About this exercise —
Hand back all of the records exactly as they read.

[[ Dataset, beginning ]]

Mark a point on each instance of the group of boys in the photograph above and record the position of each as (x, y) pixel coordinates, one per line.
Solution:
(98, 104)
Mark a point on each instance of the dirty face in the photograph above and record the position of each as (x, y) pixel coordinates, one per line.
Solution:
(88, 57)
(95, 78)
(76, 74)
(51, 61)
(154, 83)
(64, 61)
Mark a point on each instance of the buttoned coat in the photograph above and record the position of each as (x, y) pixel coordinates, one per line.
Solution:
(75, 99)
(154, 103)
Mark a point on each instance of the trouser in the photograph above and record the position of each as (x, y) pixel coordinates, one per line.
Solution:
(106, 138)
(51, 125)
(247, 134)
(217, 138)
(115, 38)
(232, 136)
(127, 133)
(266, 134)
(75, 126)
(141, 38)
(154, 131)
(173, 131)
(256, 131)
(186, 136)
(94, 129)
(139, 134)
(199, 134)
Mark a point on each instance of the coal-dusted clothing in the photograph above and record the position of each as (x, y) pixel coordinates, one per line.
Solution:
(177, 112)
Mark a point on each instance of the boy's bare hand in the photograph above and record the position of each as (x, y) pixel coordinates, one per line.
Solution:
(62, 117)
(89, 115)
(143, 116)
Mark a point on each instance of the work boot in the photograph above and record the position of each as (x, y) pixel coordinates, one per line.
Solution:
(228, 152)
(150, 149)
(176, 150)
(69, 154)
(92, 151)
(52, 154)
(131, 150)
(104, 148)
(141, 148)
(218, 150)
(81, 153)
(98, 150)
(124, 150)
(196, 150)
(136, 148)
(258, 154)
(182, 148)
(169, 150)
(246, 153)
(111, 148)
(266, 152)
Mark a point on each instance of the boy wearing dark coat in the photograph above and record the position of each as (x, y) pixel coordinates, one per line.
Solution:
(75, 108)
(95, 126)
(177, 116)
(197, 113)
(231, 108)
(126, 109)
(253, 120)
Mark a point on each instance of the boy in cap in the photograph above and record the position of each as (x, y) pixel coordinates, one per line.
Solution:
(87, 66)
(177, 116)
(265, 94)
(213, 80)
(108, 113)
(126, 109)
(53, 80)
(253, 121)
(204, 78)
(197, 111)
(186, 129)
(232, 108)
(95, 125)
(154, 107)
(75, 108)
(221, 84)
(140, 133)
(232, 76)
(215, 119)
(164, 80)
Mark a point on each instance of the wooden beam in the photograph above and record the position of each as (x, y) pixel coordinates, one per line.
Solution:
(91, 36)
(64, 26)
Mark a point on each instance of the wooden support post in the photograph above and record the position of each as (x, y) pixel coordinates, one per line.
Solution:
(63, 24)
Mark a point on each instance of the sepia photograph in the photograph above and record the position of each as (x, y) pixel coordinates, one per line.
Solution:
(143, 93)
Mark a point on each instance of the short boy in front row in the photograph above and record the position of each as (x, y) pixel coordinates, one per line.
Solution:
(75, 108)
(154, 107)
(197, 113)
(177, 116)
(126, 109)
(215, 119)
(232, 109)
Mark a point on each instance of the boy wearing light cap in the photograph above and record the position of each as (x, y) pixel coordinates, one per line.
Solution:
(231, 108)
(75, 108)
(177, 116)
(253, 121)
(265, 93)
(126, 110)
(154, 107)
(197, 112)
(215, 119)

[[ Dataset, end ]]

Answer space —
Mark a point on each instance of the group of boys in the photograph above and record the position of each as (x, y) pixel coordinates, one per line.
Solution:
(98, 104)
Mark a point on each instance of the dirty face in the photograph above and record the position of each as (x, y) pixel coordinates, one per line.
Solution:
(88, 57)
(95, 78)
(76, 74)
(51, 61)
(154, 83)
(64, 61)
Mark a point on each instance of the buttoned coat in the photograph above and record the position of each as (x, y) pixel coordinates, one per line.
Solution:
(75, 99)
(154, 103)
Mark a point on each instance of the trouser in the photograph above and record the position of each as (x, y) pixel coordinates, one per line.
Solution:
(106, 138)
(51, 125)
(247, 134)
(217, 138)
(115, 38)
(232, 136)
(127, 133)
(266, 134)
(75, 126)
(141, 38)
(154, 131)
(173, 131)
(256, 131)
(186, 136)
(94, 129)
(139, 134)
(199, 134)
Mark a point on each instance of the coal-dusted clothing in the photograph above and record the position of each as (x, y) pixel coordinates, one per line.
Solution:
(177, 112)
Mark a point on each instance of the boy's bare hand in the photograph above and record the position of each as (x, y) pixel coordinates, one per line.
Solution:
(62, 117)
(89, 115)
(143, 116)
Mark a point on each instance of the work boot in the photograph above and record the position of each as (x, y) pixel coordinates, one per line.
Solution:
(228, 152)
(150, 149)
(176, 150)
(69, 154)
(92, 151)
(52, 154)
(131, 150)
(104, 148)
(141, 148)
(218, 150)
(81, 153)
(98, 150)
(124, 150)
(196, 150)
(136, 148)
(258, 154)
(182, 148)
(169, 150)
(246, 153)
(111, 148)
(266, 152)
Mark a point on each instance of the boy wearing dark coat in the photograph above and record the position of each as (x, y) pixel coordinates, one per line.
Solution:
(75, 108)
(95, 126)
(177, 116)
(197, 113)
(231, 108)
(126, 109)
(253, 120)
Mark a point on each instance of the boy in cap in the photograph above and record the position of each as (x, y) pixel coordinates, one per line.
Solution:
(87, 66)
(177, 116)
(265, 94)
(213, 80)
(108, 113)
(126, 109)
(53, 80)
(253, 121)
(204, 78)
(197, 111)
(186, 129)
(232, 108)
(95, 125)
(154, 107)
(75, 108)
(221, 84)
(140, 133)
(232, 76)
(215, 119)
(164, 80)
Mark a point on each instance of the wooden beam in the photograph above and record the position of each as (x, y) pixel coordinates, one per line.
Solution:
(91, 36)
(64, 26)
Mark a point on each instance of the wooden support post in the photograph above and record the position of each as (x, y) pixel coordinates, one per line.
Solution:
(63, 24)
Mark a point on each instance of the sepia photograph in the photograph above and record the position of each as (x, y) pixel coordinates, one per line.
Solution:
(143, 93)
Mark a point on each instance of the short boy in front row in the photograph above and record the position of each as (x, y) pixel coordinates, one per line.
Solution:
(75, 108)
(154, 107)
(197, 113)
(177, 116)
(126, 109)
(215, 119)
(232, 109)
Mark a point on each instance of the boy wearing light cap in the photograph above and record the position of each as (x, y) pixel coordinates, one per line.
Solution:
(231, 108)
(75, 108)
(177, 116)
(253, 121)
(265, 93)
(126, 110)
(154, 107)
(197, 112)
(215, 119)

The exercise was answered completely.